_Your goal_
Please count the lines in the records below that contain the string "wooden", with case counting. Reply with the number alone.
— BEGIN Input for this task —
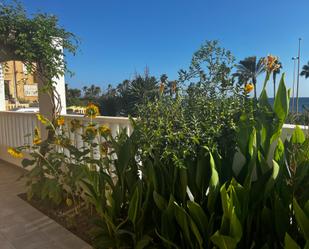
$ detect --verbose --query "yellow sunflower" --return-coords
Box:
[159,82,165,94]
[245,83,254,93]
[36,113,48,125]
[8,147,24,158]
[85,103,100,118]
[84,125,98,139]
[71,119,82,132]
[264,54,280,73]
[56,117,65,126]
[99,125,111,136]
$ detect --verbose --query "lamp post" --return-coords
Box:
[296,38,301,114]
[292,57,298,112]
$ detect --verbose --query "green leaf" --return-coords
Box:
[174,202,192,248]
[274,73,289,124]
[207,152,220,212]
[264,160,280,196]
[284,233,300,249]
[153,191,167,210]
[187,201,208,238]
[293,198,309,240]
[210,231,237,249]
[274,138,284,164]
[128,185,141,225]
[135,235,152,249]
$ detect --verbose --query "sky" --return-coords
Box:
[17,0,309,97]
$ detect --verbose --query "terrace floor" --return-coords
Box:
[0,161,91,249]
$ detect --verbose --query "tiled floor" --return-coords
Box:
[0,161,91,249]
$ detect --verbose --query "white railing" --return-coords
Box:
[0,111,132,165]
[0,111,309,165]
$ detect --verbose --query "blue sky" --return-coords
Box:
[21,0,309,96]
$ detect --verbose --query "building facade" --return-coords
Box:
[3,61,38,104]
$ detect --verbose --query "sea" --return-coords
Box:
[269,97,309,112]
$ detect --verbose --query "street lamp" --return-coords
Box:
[296,38,301,114]
[292,57,298,112]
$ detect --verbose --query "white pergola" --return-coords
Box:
[0,43,66,117]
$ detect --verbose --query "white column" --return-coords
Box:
[38,39,66,139]
[53,71,67,115]
[0,63,6,111]
[38,38,66,118]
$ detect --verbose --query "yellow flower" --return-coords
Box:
[172,81,177,93]
[65,198,73,207]
[85,125,98,139]
[99,125,111,136]
[71,119,82,132]
[159,82,164,94]
[8,147,24,158]
[33,127,42,145]
[264,54,280,73]
[36,114,48,125]
[245,83,254,93]
[85,103,100,118]
[33,138,42,145]
[56,117,65,126]
[100,142,108,156]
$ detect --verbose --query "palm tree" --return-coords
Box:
[300,61,309,79]
[234,56,265,98]
[273,61,282,99]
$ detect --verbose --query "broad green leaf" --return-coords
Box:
[128,185,141,224]
[135,235,152,249]
[187,201,208,238]
[178,168,188,202]
[174,202,192,247]
[274,138,284,164]
[210,231,237,249]
[265,160,280,196]
[293,199,309,240]
[153,191,167,210]
[274,74,289,124]
[207,152,220,212]
[284,233,300,249]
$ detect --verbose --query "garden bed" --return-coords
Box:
[19,193,97,245]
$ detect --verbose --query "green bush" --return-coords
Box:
[10,56,309,249]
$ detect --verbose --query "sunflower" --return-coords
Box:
[8,147,24,158]
[264,54,280,73]
[36,113,48,125]
[85,103,100,118]
[56,116,65,126]
[84,125,98,140]
[99,125,111,136]
[71,119,82,132]
[100,142,108,156]
[245,83,254,93]
[159,82,165,94]
[172,81,177,93]
[32,127,42,145]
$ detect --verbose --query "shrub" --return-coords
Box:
[9,64,309,249]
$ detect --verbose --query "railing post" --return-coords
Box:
[0,63,6,111]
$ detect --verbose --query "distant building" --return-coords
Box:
[3,61,38,104]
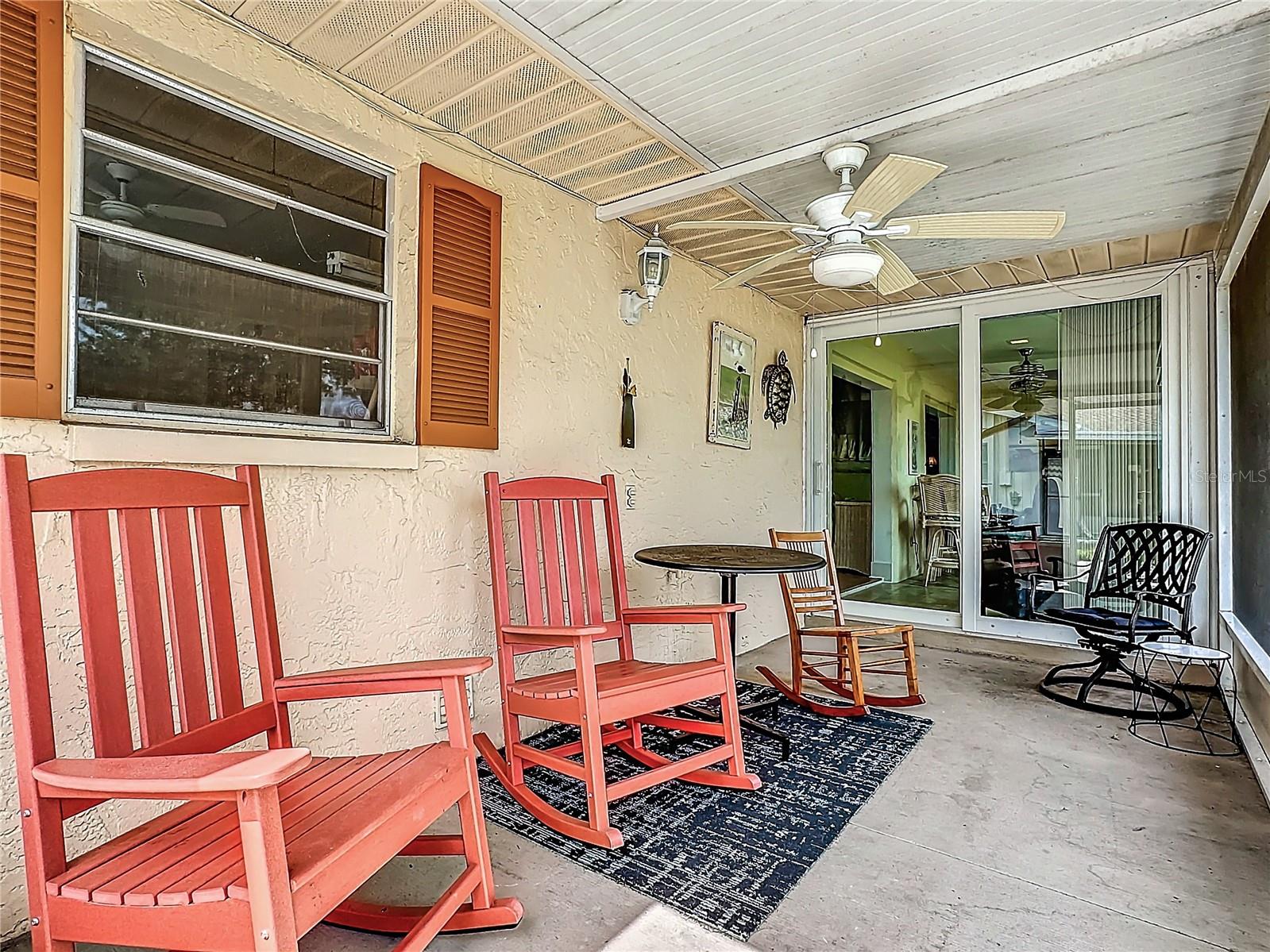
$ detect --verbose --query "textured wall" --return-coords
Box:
[0,2,803,937]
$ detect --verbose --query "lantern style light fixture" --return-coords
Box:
[620,225,670,324]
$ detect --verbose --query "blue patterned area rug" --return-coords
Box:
[480,683,931,941]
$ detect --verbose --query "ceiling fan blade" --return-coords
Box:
[886,212,1067,239]
[715,245,819,288]
[865,239,917,295]
[84,176,119,198]
[842,155,948,221]
[662,221,808,231]
[146,204,225,229]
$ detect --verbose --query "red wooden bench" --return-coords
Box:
[0,456,522,952]
[477,472,759,850]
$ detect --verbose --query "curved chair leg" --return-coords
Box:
[617,740,763,789]
[1036,653,1191,721]
[755,665,869,717]
[322,899,524,935]
[473,734,623,850]
[865,691,926,707]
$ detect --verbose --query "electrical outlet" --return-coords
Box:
[435,674,477,730]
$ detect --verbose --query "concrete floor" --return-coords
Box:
[12,640,1270,952]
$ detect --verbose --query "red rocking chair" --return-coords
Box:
[0,456,522,952]
[477,472,759,850]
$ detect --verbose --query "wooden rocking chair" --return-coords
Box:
[0,456,522,952]
[757,530,926,717]
[477,472,759,850]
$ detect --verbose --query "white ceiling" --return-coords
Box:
[503,0,1223,165]
[500,0,1270,283]
[742,24,1270,273]
[203,0,1270,314]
— END Input for this task —
_Solved problem_
2